On July 3rd, 2016, an explosion rang out in Central Park after an 18-year-old tourist named Connor Golden jumped from a rock near Fifth Avenue and 62th Street and landed on a homemade explosive device, which blew off his lower left leg. Three years later, and despite a $40,000 reward, the investigation into the bombing remains open, frustrating Golden's family.

"We want to have answers for Connor. And we also want to have answers for the family," Detective Andrew Cohen, who is heading the investigation for the NYPD, told NBC New York. "The homemade explosive that was utilized—the high explosive that was used—is very unstable and transporting it from far distances would be very risky. So we believe that it could be in this area—in the New Jersey and New York area."

Authorities believe that the person who left the device was testing out a homemade explosive, as traces of triacetone triperoxide, or TATP, were found. (TATP is what Richard Reid used in a shoe that he tried to light on fire on an American Airlines flight in 2001.) However, the device did not go off and the police believe the bomber left the "shock-sensitive" device by a rock formation in the park, only for Golden to set it off when he jumped from a rock while slack-lining with friends.

Last year, the NYPD and Bureau of Alcohol, Tobacco, and Firearms released an image of a bag from La Unica Bakery, which has locations in NJ, similar to the one found at the scene. The bag apparently contained the explosive, and police found pieces of it after the blast.

But Jason Li, La Unica's owner since 2010, said to NBC New York, "I’ve never used this bag since I took this business over."

Kevin Golden, Connor Golden's father, said, "It’s not like this is a bag coming from Target or Wal-Mart. We would implore people in New York to really cast back and give some thought to their connections to that bakery. People they know, people in their network that have frequented that bakery and maybe make some connections of any kind of suspicious circumstances."

The father told NBC New York that his son, now 22 and a senior at the University of Miami "has, in some ways, moved on more than we have. He has forgiven. I don’t know how he’s done that. But we haven’t. We're still very much focused on figuring out how this could have possibly happened."

**Your task:**
Transcribe word for word the part of the Central Park explosion article that opens with "Authorities believe that" and closes with "after the blast.".

**Supplied data:**
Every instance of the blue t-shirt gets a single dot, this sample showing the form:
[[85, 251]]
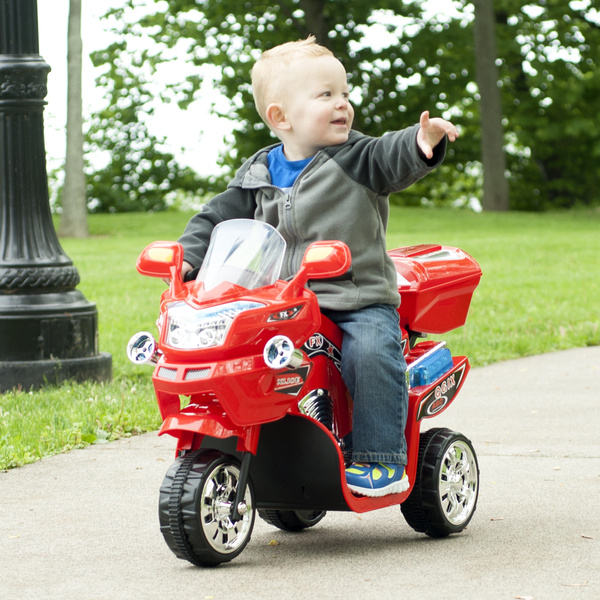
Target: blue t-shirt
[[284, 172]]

==

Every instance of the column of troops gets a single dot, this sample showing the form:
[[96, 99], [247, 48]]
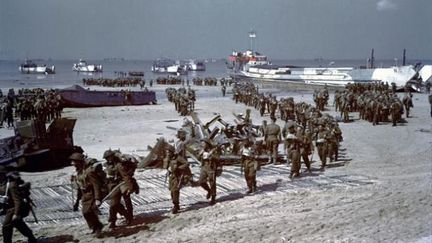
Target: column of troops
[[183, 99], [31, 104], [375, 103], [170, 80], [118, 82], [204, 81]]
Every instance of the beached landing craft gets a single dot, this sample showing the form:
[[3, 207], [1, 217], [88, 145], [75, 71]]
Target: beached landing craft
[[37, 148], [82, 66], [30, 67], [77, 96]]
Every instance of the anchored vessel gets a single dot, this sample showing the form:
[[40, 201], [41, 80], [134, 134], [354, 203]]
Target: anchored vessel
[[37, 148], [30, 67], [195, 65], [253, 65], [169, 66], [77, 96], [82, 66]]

**Answer area:**
Authorities believe that the person who left the device was testing out a homemade explosive, as traces of triacetone triperoxide, or TATP, were found. (TATP is what Richard Reid used in a shoe that he tried to light on fire on an American Airlines flight in 2001.) However, the device did not go off and the police believe the bomber left the "shock-sensitive" device by a rock formation in the park, only for Golden to set it off when he jumped from a rock while slack-lining with friends.

Last year, the NYPD and Bureau of Alcohol, Tobacco, and Firearms released an image of a bag from La Unica Bakery, which has locations in NJ, similar to the one found at the scene. The bag apparently contained the explosive, and police found pieces of it after the blast.